Point labeling dataset excerpts
────────────────────────────────────────
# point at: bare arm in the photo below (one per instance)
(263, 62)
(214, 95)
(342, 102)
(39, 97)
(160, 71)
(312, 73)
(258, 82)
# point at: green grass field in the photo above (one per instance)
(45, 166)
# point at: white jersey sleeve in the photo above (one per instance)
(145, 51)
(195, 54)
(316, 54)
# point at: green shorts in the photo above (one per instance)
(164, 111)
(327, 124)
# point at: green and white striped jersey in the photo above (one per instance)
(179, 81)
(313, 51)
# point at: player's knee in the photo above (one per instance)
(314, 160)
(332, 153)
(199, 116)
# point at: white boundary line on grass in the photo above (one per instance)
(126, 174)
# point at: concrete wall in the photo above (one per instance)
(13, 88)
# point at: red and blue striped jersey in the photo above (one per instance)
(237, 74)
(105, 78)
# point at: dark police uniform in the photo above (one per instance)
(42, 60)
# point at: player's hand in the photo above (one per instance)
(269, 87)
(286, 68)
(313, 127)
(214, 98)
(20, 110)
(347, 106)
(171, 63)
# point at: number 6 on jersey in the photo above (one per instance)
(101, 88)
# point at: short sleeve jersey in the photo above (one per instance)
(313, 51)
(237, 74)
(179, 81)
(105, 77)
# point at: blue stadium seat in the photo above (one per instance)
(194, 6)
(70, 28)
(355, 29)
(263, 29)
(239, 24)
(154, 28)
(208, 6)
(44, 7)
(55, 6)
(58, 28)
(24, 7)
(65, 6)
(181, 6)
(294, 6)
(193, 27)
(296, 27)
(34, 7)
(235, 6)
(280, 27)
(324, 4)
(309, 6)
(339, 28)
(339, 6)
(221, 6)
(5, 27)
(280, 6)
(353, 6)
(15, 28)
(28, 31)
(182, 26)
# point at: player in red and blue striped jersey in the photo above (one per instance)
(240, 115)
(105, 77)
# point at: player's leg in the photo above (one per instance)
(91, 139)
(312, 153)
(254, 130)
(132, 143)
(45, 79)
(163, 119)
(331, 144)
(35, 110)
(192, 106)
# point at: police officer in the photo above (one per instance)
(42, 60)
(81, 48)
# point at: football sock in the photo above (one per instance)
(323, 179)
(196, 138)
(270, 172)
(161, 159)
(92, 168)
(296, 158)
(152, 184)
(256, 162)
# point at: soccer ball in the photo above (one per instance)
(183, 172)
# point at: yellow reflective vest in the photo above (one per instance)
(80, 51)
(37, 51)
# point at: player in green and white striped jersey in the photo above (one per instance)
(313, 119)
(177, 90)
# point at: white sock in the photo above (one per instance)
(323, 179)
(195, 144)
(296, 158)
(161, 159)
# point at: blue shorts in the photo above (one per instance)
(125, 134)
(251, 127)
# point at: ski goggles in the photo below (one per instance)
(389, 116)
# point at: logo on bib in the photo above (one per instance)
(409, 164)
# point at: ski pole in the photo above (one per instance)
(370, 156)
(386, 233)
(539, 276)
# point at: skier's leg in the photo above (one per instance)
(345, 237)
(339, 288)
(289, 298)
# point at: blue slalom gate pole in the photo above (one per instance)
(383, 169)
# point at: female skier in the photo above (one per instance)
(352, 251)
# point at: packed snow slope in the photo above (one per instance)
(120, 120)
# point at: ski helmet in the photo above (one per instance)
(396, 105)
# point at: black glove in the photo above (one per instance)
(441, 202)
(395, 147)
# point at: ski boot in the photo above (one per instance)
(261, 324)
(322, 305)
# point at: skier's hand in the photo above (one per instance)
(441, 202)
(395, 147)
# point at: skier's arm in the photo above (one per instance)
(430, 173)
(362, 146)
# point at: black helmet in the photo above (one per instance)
────────────────────────────────────────
_SET PROBLEM_
Extract the data exactly as given.

_TASK RESPONSE_
# point at: bare arm in the photo below (one per instance)
(263, 62)
(214, 95)
(342, 102)
(39, 97)
(160, 71)
(312, 73)
(258, 82)
# point at: green grass field in the photo above (one per instance)
(45, 166)
# point at: white jersey sleeve in the photo above (one per instance)
(145, 51)
(195, 54)
(316, 54)
# point at: green shorts in the photo above (one per instance)
(164, 111)
(327, 124)
# point at: green and white striped jersey in the photo above (one per instance)
(179, 81)
(313, 51)
# point at: player's knee in the photo above (one per instance)
(314, 160)
(332, 153)
(199, 116)
# point at: white boundary line on grass in the photo above (one per instance)
(126, 174)
# point at: concrete wall in the photo above (one per instance)
(13, 88)
# point at: red and blue striped jersey in the photo above (one per instance)
(237, 74)
(105, 78)
# point at: dark police uniform in the photo above (one per instance)
(42, 60)
# point at: player's hand in the photo above (one per instance)
(269, 87)
(286, 68)
(313, 127)
(214, 98)
(20, 110)
(347, 106)
(171, 63)
# point at: number 6 on jersey in the photo above (one per instance)
(101, 88)
# point at: short sleeve jersey in the photo above (one per instance)
(313, 51)
(237, 74)
(179, 81)
(105, 77)
# point at: blue stadium seat in the photo above (one per instance)
(194, 6)
(70, 28)
(355, 29)
(263, 29)
(239, 24)
(154, 28)
(208, 6)
(44, 7)
(55, 6)
(58, 28)
(24, 7)
(65, 6)
(181, 6)
(294, 6)
(193, 27)
(296, 27)
(34, 7)
(235, 6)
(280, 27)
(324, 4)
(309, 6)
(339, 28)
(339, 6)
(221, 6)
(5, 27)
(280, 6)
(353, 6)
(15, 28)
(28, 31)
(182, 26)
# point at: player in red and blue striped jersey in the photo above (one per instance)
(240, 115)
(105, 77)
# point at: player's leg in the photo above (one per instance)
(91, 139)
(312, 153)
(254, 130)
(132, 143)
(45, 79)
(163, 119)
(331, 144)
(35, 110)
(192, 106)
# point at: police officer in the photo above (one per instance)
(42, 60)
(81, 48)
# point at: football sock in the photo above (one per instance)
(323, 179)
(196, 138)
(270, 172)
(161, 159)
(92, 168)
(296, 158)
(152, 184)
(256, 162)
# point at: soccer ball in the photo above (one per instance)
(183, 172)
# point at: yellow reflective vest in the photo above (one per instance)
(80, 51)
(37, 51)
# point at: player in green and white striped jersey in the photo above (one per instance)
(313, 119)
(177, 90)
# point at: white sock in the photo above (one per instance)
(323, 179)
(195, 144)
(296, 158)
(161, 159)
# point at: blue shorts in the photo above (one per instance)
(125, 134)
(251, 127)
# point at: ski goggles in the photo below (one per instance)
(389, 116)
# point at: logo on bib in the photo above (one per instance)
(409, 164)
# point at: ski pole in the photo above (one per instance)
(370, 156)
(386, 233)
(539, 276)
# point at: skier's leg in the photo above (one per instance)
(345, 237)
(339, 288)
(289, 298)
# point at: blue slalom gate pole in the photo above (one per instance)
(383, 169)
# point at: female skier in the photo above (one per instance)
(352, 251)
# point at: packed snow slope in the photo above (one per instance)
(120, 120)
# point at: ski helmet in the photo above (one per instance)
(396, 105)
# point at: black glove in the photo above (one per instance)
(441, 202)
(395, 147)
# point at: ski boot in the photo above (one per instance)
(261, 324)
(322, 305)
# point at: skier's hand in the photo above (one per instance)
(441, 202)
(395, 147)
# point at: skier's arm in the photo above (one per instance)
(430, 173)
(362, 146)
# point at: black helmet in the photo above (one per instance)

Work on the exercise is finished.